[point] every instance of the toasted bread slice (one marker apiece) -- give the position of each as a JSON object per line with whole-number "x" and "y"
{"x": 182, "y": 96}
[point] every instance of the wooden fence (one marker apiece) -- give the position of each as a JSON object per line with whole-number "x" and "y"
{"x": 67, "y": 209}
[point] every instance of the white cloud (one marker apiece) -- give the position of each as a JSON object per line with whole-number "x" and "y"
--
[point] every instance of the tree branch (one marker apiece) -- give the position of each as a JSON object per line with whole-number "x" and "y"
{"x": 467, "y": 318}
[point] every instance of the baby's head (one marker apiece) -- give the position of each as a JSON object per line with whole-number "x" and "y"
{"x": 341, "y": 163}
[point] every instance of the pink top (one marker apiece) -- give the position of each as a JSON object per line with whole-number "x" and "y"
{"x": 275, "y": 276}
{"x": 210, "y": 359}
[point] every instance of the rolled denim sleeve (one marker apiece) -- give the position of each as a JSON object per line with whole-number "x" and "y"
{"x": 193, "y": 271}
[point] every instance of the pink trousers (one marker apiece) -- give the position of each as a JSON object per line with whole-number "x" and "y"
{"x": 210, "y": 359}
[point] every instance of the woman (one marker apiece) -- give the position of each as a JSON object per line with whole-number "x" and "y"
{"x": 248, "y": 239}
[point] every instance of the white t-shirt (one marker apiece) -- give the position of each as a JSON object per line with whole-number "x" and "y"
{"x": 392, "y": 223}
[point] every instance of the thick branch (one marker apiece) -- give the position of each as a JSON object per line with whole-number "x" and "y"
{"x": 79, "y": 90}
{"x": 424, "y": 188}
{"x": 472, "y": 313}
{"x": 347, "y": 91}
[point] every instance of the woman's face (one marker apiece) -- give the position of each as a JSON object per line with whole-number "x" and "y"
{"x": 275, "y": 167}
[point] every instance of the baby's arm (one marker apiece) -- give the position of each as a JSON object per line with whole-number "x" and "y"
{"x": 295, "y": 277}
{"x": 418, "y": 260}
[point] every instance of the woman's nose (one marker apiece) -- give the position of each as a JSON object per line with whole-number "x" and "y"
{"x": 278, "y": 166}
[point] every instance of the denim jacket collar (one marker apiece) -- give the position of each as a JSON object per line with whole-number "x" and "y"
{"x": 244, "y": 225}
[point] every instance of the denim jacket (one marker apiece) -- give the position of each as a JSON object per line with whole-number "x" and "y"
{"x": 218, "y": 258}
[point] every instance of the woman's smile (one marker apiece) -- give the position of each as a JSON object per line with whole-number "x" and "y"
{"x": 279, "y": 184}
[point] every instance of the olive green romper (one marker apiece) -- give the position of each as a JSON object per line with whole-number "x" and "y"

| Requirements |
Reproduce the rows from the line holding "[point] every instance of the toasted" through the line holding "[point] every instance of the white cloud", inclusive, with "wooden fence" swapped for "garden fence" and everything else left as it is.

| Task answer |
[point] every instance of the toasted bread slice (one marker apiece) -- give the position of each as a JSON object per line with whole-number "x" and "y"
{"x": 182, "y": 96}
[point] every instance of the garden fence (one marker apiece) -- give the position of each as a JSON object per line with whole-number "x" and "y"
{"x": 67, "y": 209}
[point] every instance of the white cloud (one marker apiece) -- give the position of each as a JSON object per line with whole-number "x" and "y"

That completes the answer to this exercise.